Hrishikesh Dalal

Posted on Dec 29, 2025

EP 5: Autoscaling - Building Systems that Breathe

#webdev #kubernetes #aws

The Nightmare: The 3 AM Crash

Imagine your app gets featured by a major tech influencer at 3 AM. Traffic spikes from 100 users to 100,000 in minutes. If you are running on a fixed set of virtual machines, your CPU usage hits 100%, requests start queuing, and eventually, the database connections saturate. Your app crashes while you’re asleep.

In modern system design, you don't just need a horizontal system; you need one that scales itself.

Scaling 101: Vertical vs. Horizontal

Before we automate, we must understand the direction of growth:

Vertical Scaling (Scaling Up): Adding more power (CPU, RAM) to an existing machine. It’s easy but has a "ceiling" and involves downtime.
Horizontal Scaling (Scaling Out): Adding more machines to the pool. This is the foundation of cloud-native design.

Autoscaling is the automation of Horizontal Scaling.

▬▬▬▬▬▬▬▬▬▬

Written exercise a: Return the entries below unchanged, from the line that contains "Thanks for the photo. Could you please mark the green" through the last line of the entries.

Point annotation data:
▬▬▬▬▬▬▬▬▬▬

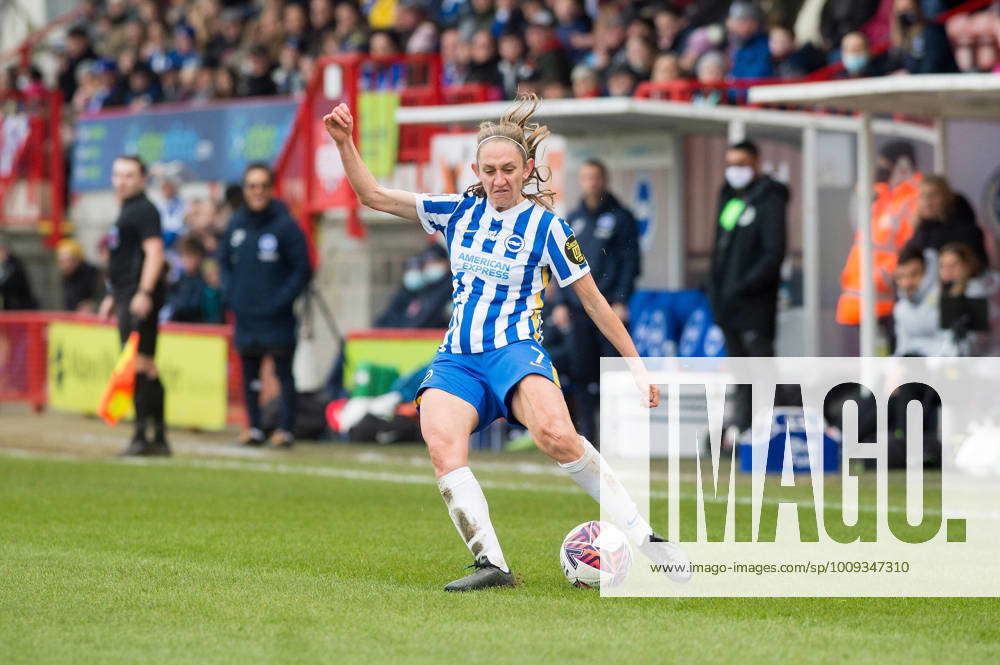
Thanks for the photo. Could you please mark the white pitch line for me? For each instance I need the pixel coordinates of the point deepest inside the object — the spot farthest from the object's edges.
(402, 478)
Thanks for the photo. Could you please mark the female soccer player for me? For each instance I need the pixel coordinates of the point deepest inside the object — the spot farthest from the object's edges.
(504, 242)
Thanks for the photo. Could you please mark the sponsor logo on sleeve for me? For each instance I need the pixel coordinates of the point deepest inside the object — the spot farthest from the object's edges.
(573, 251)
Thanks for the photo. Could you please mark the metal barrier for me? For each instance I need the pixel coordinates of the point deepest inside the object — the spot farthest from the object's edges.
(24, 356)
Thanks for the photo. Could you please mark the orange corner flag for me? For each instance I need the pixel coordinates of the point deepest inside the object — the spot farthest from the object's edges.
(117, 398)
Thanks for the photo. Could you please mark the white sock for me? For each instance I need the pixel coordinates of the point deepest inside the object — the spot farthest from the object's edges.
(471, 515)
(586, 472)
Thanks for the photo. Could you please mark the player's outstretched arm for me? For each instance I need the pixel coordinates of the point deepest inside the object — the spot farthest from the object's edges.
(600, 312)
(339, 125)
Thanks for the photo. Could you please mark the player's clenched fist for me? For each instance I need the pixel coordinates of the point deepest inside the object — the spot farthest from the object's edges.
(339, 123)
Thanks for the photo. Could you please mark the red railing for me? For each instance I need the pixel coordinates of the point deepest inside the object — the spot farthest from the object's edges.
(23, 51)
(730, 91)
(24, 356)
(417, 79)
(36, 164)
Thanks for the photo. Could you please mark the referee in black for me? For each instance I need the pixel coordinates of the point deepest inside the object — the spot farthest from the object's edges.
(137, 276)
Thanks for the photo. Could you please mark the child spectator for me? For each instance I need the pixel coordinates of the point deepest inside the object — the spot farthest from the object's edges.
(189, 300)
(711, 71)
(963, 276)
(621, 81)
(573, 28)
(546, 56)
(483, 60)
(82, 284)
(788, 61)
(666, 68)
(351, 32)
(258, 81)
(751, 56)
(917, 313)
(671, 29)
(511, 67)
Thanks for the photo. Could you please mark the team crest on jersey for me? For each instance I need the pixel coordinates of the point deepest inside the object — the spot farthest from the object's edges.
(573, 251)
(267, 248)
(514, 244)
(494, 236)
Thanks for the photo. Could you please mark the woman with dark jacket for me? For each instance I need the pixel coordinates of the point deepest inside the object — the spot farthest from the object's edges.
(919, 44)
(945, 216)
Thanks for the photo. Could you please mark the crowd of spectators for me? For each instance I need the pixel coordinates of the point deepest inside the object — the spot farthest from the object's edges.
(133, 53)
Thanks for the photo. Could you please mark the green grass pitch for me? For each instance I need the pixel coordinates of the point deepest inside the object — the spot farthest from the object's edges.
(338, 555)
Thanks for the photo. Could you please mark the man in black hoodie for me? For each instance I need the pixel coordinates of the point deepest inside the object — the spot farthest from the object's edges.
(749, 249)
(609, 237)
(264, 266)
(746, 262)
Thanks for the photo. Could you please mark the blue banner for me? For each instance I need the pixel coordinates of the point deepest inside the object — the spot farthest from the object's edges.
(674, 323)
(213, 143)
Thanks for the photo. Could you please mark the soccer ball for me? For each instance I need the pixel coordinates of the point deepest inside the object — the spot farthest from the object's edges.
(582, 560)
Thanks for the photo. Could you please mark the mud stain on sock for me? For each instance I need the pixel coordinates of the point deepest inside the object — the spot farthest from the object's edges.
(468, 530)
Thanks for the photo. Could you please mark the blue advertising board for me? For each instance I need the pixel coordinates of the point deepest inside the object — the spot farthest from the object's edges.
(213, 143)
(674, 323)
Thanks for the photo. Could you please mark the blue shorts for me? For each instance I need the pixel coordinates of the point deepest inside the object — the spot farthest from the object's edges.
(486, 380)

▬▬▬▬▬▬▬▬▬▬

Written exercise b: Retype the entire autoscaling post above exactly as it appears.

Result a:
Thanks for the photo. Could you please mark the green grass pitch for me? For each instance I need the pixel coordinates of the point deepest inside the object — the spot farthest from the object's edges.
(338, 555)
Thanks for the photo. Could you please mark the man in black hoodie for me? For each instance I need the pixel coordinates of the point deepest inside the object — the spot farthest from the object's edges.
(749, 249)
(609, 237)
(264, 266)
(746, 262)
Thanks for the photo. Could you please mark the blue banner for me? For each instance I need the pixel coordinates of the point deepest inside the object — the spot farthest from the object's edges.
(674, 323)
(213, 143)
Thanks for the photo. Could you please mark the soccer ball for me? For each instance I need the pixel coordinates of the point deepest inside the object — the spot farthest from the object's edges.
(582, 560)
Thanks for the photo. Could you please mark the mud stain on sock for me? For each instance I need the pixel coordinates of the point deepest inside the object — the spot farthest from the object's edges.
(468, 530)
Thanks for the photo. Could you please mark the blue advertising board for me? For each instance I need the pixel coordinates of the point deepest inside the object — the spot farthest from the object's edges.
(213, 143)
(674, 323)
Thanks for the photo. Could you please mark the blue shorts for me? For each instance I need the pixel coordinates of the point deepest inside the object — the spot farthest from the object's edges.
(486, 380)

Result b:
Hrishikesh Dalal

Posted on Dec 29, 2025

EP 5: Autoscaling - Building Systems that Breathe

#webdev #kubernetes #aws

The Nightmare: The 3 AM Crash

Imagine your app gets featured by a major tech influencer at 3 AM. Traffic spikes from 100 users to 100,000 in minutes. If you are running on a fixed set of virtual machines, your CPU usage hits 100%, requests start queuing, and eventually, the database connections saturate. Your app crashes while you’re asleep.

In modern system design, you don't just need a horizontal system; you need one that scales itself.

Scaling 101: Vertical vs. Horizontal

Before we automate, we must understand the direction of growth:

Vertical Scaling (Scaling Up): Adding more power (CPU, RAM) to an existing machine. It’s easy but has a "ceiling" and involves downtime.
Horizontal Scaling (Scaling Out): Adding more machines to the pool. This is the foundation of cloud-native design.

Autoscaling is the automation of Horizontal Scaling.